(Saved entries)
((
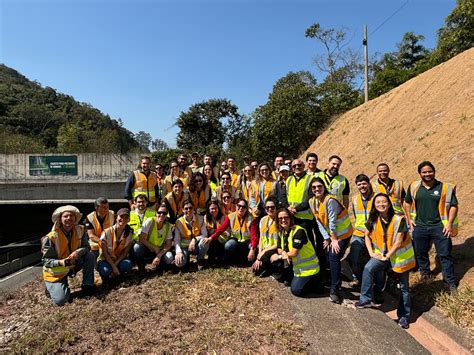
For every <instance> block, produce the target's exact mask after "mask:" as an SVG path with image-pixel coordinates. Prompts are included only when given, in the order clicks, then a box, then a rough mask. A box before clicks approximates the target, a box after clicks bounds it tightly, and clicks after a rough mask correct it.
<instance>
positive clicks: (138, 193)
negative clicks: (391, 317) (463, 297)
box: [42, 153, 458, 328]
mask: <svg viewBox="0 0 474 355" xmlns="http://www.w3.org/2000/svg"><path fill="white" fill-rule="evenodd" d="M200 158H201V157H200V155H199V154H198V153H193V155H192V164H190V165H188V164H187V159H186V156H185V155H180V156H179V157H178V159H177V160H175V161H172V162H171V164H170V166H169V174H168V175H166V174H165V169H164V168H165V167H164V166H163V165H161V164H156V165H155V170H154V171H152V170H151V159H150V158H149V157H146V156H145V157H142V159H141V162H140V167H139V169H137V170H135V171H133V172H131V174H130V176H129V178H128V179H127V182H126V186H125V194H124V195H125V198H126V199H127V200H128V201H129V208H121V209H120V210H118V211H117V213H115V214H114V213H113V212H112V211H110V210H109V204H108V201H107V200H106V199H105V198H98V199H97V200H96V201H95V210H94V212H92V213H90V214H89V215H87V217H86V218H85V220H84V223H83V225H80V224H79V222H80V221H81V218H82V215H81V213H80V211H79V210H78V209H77V208H75V207H74V206H63V207H60V208H58V209H57V210H56V211H54V213H53V217H52V219H53V223H54V225H53V228H52V230H51V232H50V233H49V234H48V235H47V236H46V237H44V238H43V242H42V248H43V266H44V268H43V275H44V280H45V283H46V290H47V293H48V295H49V296H50V297H51V298H52V299H53V301H54V303H55V304H58V305H61V304H64V303H65V302H67V300H68V299H69V292H70V291H69V287H68V281H67V279H68V278H67V276H71V275H74V274H75V273H76V272H77V271H78V270H79V269H82V270H83V283H82V288H83V293H84V294H86V295H88V294H91V293H92V292H93V291H94V269H96V270H97V271H98V273H99V275H100V276H101V278H102V280H103V282H104V283H106V282H108V280H109V279H110V278H115V277H117V276H119V275H122V274H125V273H127V272H128V271H130V270H131V269H132V268H133V266H134V265H137V267H138V271H139V273H144V272H146V269H147V265H148V269H149V270H150V269H152V270H162V269H164V268H169V267H173V268H185V267H186V266H187V265H189V263H190V257H191V255H194V256H195V258H196V260H197V265H198V268H201V267H202V266H204V265H205V264H206V263H223V264H234V263H239V264H245V263H247V264H248V265H249V266H251V268H252V270H253V272H254V273H255V275H257V276H262V277H263V276H273V277H274V278H275V279H277V280H278V281H280V282H283V283H284V284H285V285H287V286H289V287H290V289H291V292H292V293H293V294H294V295H296V296H305V295H308V294H311V293H322V292H324V291H323V290H324V288H323V287H322V285H323V284H324V283H327V284H328V285H329V298H330V300H331V301H332V302H334V303H341V302H342V294H341V259H342V258H343V257H344V255H345V253H346V251H347V249H348V248H349V247H350V251H349V255H348V261H349V264H350V267H351V269H352V273H353V275H352V276H353V280H352V282H351V283H350V284H351V287H353V288H354V289H355V290H358V291H360V299H359V301H358V302H356V307H357V308H366V307H371V306H373V305H374V304H380V303H381V302H382V301H383V299H382V296H381V294H382V290H383V289H384V287H385V279H386V274H387V272H389V271H390V272H392V273H393V274H394V275H397V278H398V280H399V285H400V291H401V292H400V302H399V307H398V317H399V325H400V326H401V327H403V328H407V327H408V324H409V317H410V292H409V283H408V280H409V278H408V272H409V271H410V270H413V269H414V268H415V267H416V266H417V267H418V270H419V271H420V273H421V277H422V278H425V279H429V278H431V277H432V274H431V272H430V263H429V258H428V251H429V249H430V247H431V245H432V244H433V243H434V244H435V248H436V253H437V258H439V260H440V262H441V267H442V273H443V278H444V281H445V282H446V284H447V285H448V287H449V289H450V291H451V292H452V293H454V292H456V279H455V276H454V268H453V258H452V256H451V247H452V244H451V237H454V236H455V235H456V234H457V211H458V208H457V205H458V202H457V199H456V194H455V191H456V187H455V185H453V184H450V183H443V182H440V181H439V180H437V179H436V178H435V167H434V166H433V164H431V163H430V162H428V161H424V162H422V163H420V164H419V166H418V173H419V175H420V180H417V181H415V182H413V183H411V184H410V185H408V187H407V188H405V186H404V184H403V182H402V181H400V180H396V179H393V178H391V177H390V169H389V166H388V165H387V164H386V163H381V164H379V165H378V166H377V167H376V176H375V177H374V178H373V179H372V180H371V179H370V178H369V177H368V176H367V175H364V174H360V175H357V177H356V178H355V185H356V187H357V190H358V191H357V192H356V193H354V194H353V196H352V199H350V198H349V196H350V186H349V181H348V179H347V178H346V177H345V176H343V175H341V174H340V173H339V170H340V167H341V164H342V159H341V158H340V157H339V156H336V155H333V156H331V157H329V159H328V162H327V167H326V169H324V170H320V169H318V168H317V165H318V156H317V155H316V154H315V153H309V154H308V155H307V156H306V163H305V162H303V161H302V160H301V159H293V160H285V159H284V157H282V156H278V157H276V158H275V161H274V164H273V165H274V166H273V167H271V166H270V164H268V163H265V162H260V163H259V162H258V161H256V160H251V159H248V160H247V161H246V162H245V165H244V167H243V169H241V170H240V172H239V171H238V170H237V166H236V160H235V159H234V158H232V157H229V158H228V159H226V160H225V161H223V162H222V164H220V165H218V166H217V167H216V166H215V165H214V164H213V160H212V157H211V156H210V155H204V157H203V158H204V164H203V165H201V164H200ZM350 214H352V215H353V220H352V221H351V218H350ZM206 256H207V258H206Z"/></svg>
))
_Try it_. Repeat the data verbatim, excluding all pictures.

_Answer for the task_.
For every <instance> block, produce the target's exact mask after "mask:" as an SVG path with image-pixel coordinates. Prompts are included only when given, in the order clicks, then a box, then a rough mask. A box before clicks approximates the target, a box after clicks bounds it tightly, and clicks after a rough mask correct it.
<instance>
positive clicks: (138, 193)
negative clicks: (391, 317) (463, 297)
box: [42, 153, 458, 328]
mask: <svg viewBox="0 0 474 355" xmlns="http://www.w3.org/2000/svg"><path fill="white" fill-rule="evenodd" d="M200 158H201V157H200V155H199V154H198V153H193V155H192V164H190V165H188V164H187V159H186V156H185V155H180V156H179V157H178V159H177V160H175V161H172V162H171V164H170V166H169V174H168V175H166V174H165V169H164V168H165V167H164V166H163V165H161V164H156V165H155V170H154V171H152V170H151V159H150V158H149V157H146V156H145V157H142V159H141V162H140V167H139V169H137V170H135V171H133V172H131V174H130V176H129V178H128V179H127V182H126V186H125V194H124V195H125V198H126V199H127V200H128V201H129V208H121V209H120V210H118V211H117V213H115V214H114V213H113V212H112V211H110V210H109V204H108V201H107V200H106V199H105V198H98V199H97V200H96V201H95V210H94V212H92V213H90V214H89V215H87V217H86V218H85V220H84V223H83V225H80V224H79V222H80V221H81V218H82V215H81V213H80V211H79V210H78V209H77V208H75V207H74V206H63V207H60V208H58V209H57V210H56V211H54V213H53V217H52V219H53V223H54V225H53V228H52V230H51V232H50V233H49V234H48V235H47V236H46V237H44V238H43V242H42V248H43V266H44V268H43V275H44V280H45V283H46V290H47V293H48V295H49V296H50V297H51V298H52V299H53V301H54V303H55V304H58V305H61V304H64V303H65V302H67V300H68V299H69V292H70V291H69V287H68V281H67V279H68V278H67V276H71V275H74V274H75V273H76V272H77V271H78V270H79V269H82V270H83V283H82V288H83V293H84V294H86V295H88V294H91V293H92V292H93V291H94V269H96V270H97V271H98V273H99V275H100V276H101V278H102V280H103V282H104V283H106V282H108V280H109V279H110V278H115V277H117V276H119V275H122V274H125V273H127V272H128V271H130V270H131V269H132V268H133V266H134V265H137V267H138V271H139V273H144V272H146V269H147V265H148V269H149V270H150V269H152V270H162V269H164V268H169V267H173V268H185V267H186V266H187V265H189V263H190V257H191V255H194V256H195V258H196V260H197V265H198V268H201V267H202V266H204V265H205V264H206V263H223V264H234V263H239V264H245V263H247V264H248V265H249V266H251V268H252V270H253V272H254V273H255V275H257V276H262V277H263V276H273V277H274V278H275V279H277V280H278V281H280V282H283V283H284V284H285V285H287V286H289V287H290V289H291V292H292V293H293V294H294V295H296V296H305V295H308V294H311V293H322V292H324V291H323V290H324V288H323V287H322V285H323V284H324V283H327V284H328V285H329V298H330V300H331V301H332V302H334V303H341V302H342V294H341V259H342V258H343V257H344V255H345V253H346V251H347V249H348V248H349V247H350V251H349V255H348V261H349V264H350V267H351V269H352V273H353V275H352V276H353V280H352V282H351V283H350V284H351V287H353V288H354V289H355V290H358V291H360V299H359V301H358V302H356V307H357V308H366V307H371V306H373V305H374V304H380V303H381V302H382V301H383V299H382V296H381V294H382V290H383V289H384V287H385V279H386V274H387V272H389V271H390V272H392V273H393V274H394V275H397V278H398V280H399V285H400V291H401V292H400V302H399V307H398V317H399V325H400V326H401V327H403V328H407V327H408V324H409V317H410V292H409V283H408V280H409V278H408V272H409V271H410V270H413V269H414V268H415V267H416V266H417V267H418V270H419V271H420V273H421V277H422V278H425V279H429V278H431V277H432V274H431V272H430V263H429V258H428V251H429V249H430V247H431V245H432V244H433V243H434V244H435V248H436V253H437V258H439V260H440V262H441V267H442V273H443V278H444V281H445V282H446V284H447V285H448V287H449V289H450V291H451V292H452V293H454V292H456V279H455V276H454V268H453V258H452V256H451V247H452V244H451V237H454V236H455V235H456V234H457V211H458V208H457V205H458V202H457V199H456V194H455V191H456V187H455V185H453V184H450V183H443V182H440V181H439V180H437V179H436V178H435V167H434V166H433V164H431V163H430V162H428V161H424V162H422V163H420V164H419V166H418V173H419V175H420V180H417V181H415V182H413V183H411V184H410V185H408V187H407V188H405V186H404V184H403V182H402V181H400V180H396V179H393V178H391V177H390V169H389V166H388V165H387V164H386V163H381V164H379V165H378V166H377V167H376V176H375V177H374V178H373V179H372V180H371V179H370V178H369V177H368V176H367V175H364V174H360V175H357V177H356V178H355V185H356V187H357V190H358V191H357V192H356V193H354V194H353V196H352V199H350V198H349V196H350V186H349V181H348V179H347V178H346V177H345V176H343V175H341V174H340V173H339V170H340V167H341V164H342V159H341V158H340V157H339V156H336V155H333V156H331V157H329V159H328V162H327V167H326V169H324V170H320V169H318V168H317V165H318V156H317V155H316V154H315V153H309V154H308V155H307V156H306V163H305V162H303V161H302V160H301V159H293V160H285V159H284V157H282V156H278V157H276V158H275V161H274V164H273V165H274V166H273V167H271V166H270V164H268V163H265V162H260V163H259V162H258V161H256V160H251V159H248V160H247V161H246V162H245V165H244V167H243V169H241V170H240V172H239V171H238V170H237V166H236V160H235V159H234V158H232V157H229V158H228V159H226V160H225V161H223V162H222V164H220V165H218V166H217V167H216V166H215V165H214V164H213V160H212V157H211V156H210V155H204V157H203V158H204V164H203V165H201V164H200ZM350 214H352V215H353V220H352V221H351V218H350ZM206 256H207V258H206Z"/></svg>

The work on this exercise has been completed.